* [REQUIRED ACTIONS]
• a. In the fat-burning guide, rewrite the passage that begins at the words "Eat a lot of" and stops after "bread & pasta).", changing "brown rice" to "quinoa".
• b. In place of three large meals, how many smaller meals a day does the fat-burning guide recommend?

* [TEXT SEGMENT]

────────────────────

Step 2: Start Good Nutrition Habits. While energy balance is the most important step, the types of food you eat can also help you burn fat. Follow these nutrition guidelines to nudge your body into a fat burning mode:

Eat Small Frequent Meals and Snacks. Eating smaller but more frequent meals will help your body better utilize energy. Eating a big meals gives your body a huge amount of calories in a small period of time. Your body burns what it needs and stores the rest as fat. Giving your body only what it needs will result in less fat storage. Rather than eating three large meals, eat 4-6 smaller meals that are evenly spaced throughout the day. Eating more frequent meals will also keep you from getting hungry. Hunger leads to cravings which results in binging on unhealthy foods.

Eat a lot of Fiber/Complex Carbs While Avoiding Simple Carbs. Digestion time plays a big role in fat storage. Foods that are digested quickly give your body too much energy to use right away. Foods that are digested slowly give your body a more manageable amount of energy. Fiber and complex carbs help to slow the digestion process down while simple/refined carbs and sugar do the opposite. Foods high in fiber/complex carbs include: vegetables, fruit, beans, 100% whole wheat bread & pasta, brown rice, oatmeal and legumes. Foods high in simple carbs/sugars (should be avoided) include: soda, candy, sweets (doughnuts, muffins, cookies) and refined white flour (white bread & pasta).

Eat Breakfast. Breakfast has always been known as the most important meal of the day and it is. Though skipping breakfast can be convenient, those who don’t eat breakfast end up eating more throughout the day. Eating breakfast helps keep you energized, gives your body the proper nutrients that it needs to recover from an 8-10 hour (depending on when your last meal before bed was) fast and keeps you satisfied so that you don’t get hungry and binge on junk food. Breakfast doesn’t need to be elaborate. Even a small snack is better than nothing. Examples of good breakfasts include: fruit, oatmeal, protein shakes or granola bars.

Step 3: Build Muscle. An often overlooked step in burning fat is building muscle. Muscle tissue burns calories all day long, even during rest. The more muscle tissue you have, the more energy your body uses to maintain it. Focusing all of your energy on cardio while ignoring strength training will not lead to the best results.

Step 4: High Intensity Cardio. Cardio is also a very important part of burning fat. Unfortunately, proper cardio exercise is rare. The popular ‘fat burning zone’ on most cardio equipment keeps your heart rate low in an effort to force your body to burn more fat during exercise. While lower intensity exercise does burn more fat, higher intensity exercise will burn more total calories. The goal when trying to get rid of body fat is to burn as many total calories as possible. At the end of the day, it’s the size of your overall calorie deficit that will force your body to burn fat, not a low intensity walk on a treadmill.

────────────────────

* [ENTRIES SHOWN]
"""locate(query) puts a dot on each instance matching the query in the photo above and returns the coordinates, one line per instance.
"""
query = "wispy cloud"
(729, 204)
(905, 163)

────────────────────

* [RESPONSES BY TASK]
• a.
Eat a lot of Fiber/Complex Carbs While Avoiding Simple Carbs. Digestion time plays a big role in fat storage. Foods that are digested quickly give your body too much energy to use right away. Foods that are digested slowly give your body a more manageable amount of energy. Fiber and complex carbs help to slow the digestion process down while simple/refined carbs and sugar do the opposite. Foods high in fiber/complex carbs include: vegetables, fruit, beans, 100% whole wheat bread & pasta, quinoa, oatmeal and legumes. Foods high in simple carbs/sugars (should be avoided) include: soda, candy, sweets (doughnuts, muffins, cookies) and refined white flour (white bread & pasta).

• b. Four to six smaller meals, evenly spaced throughout the day.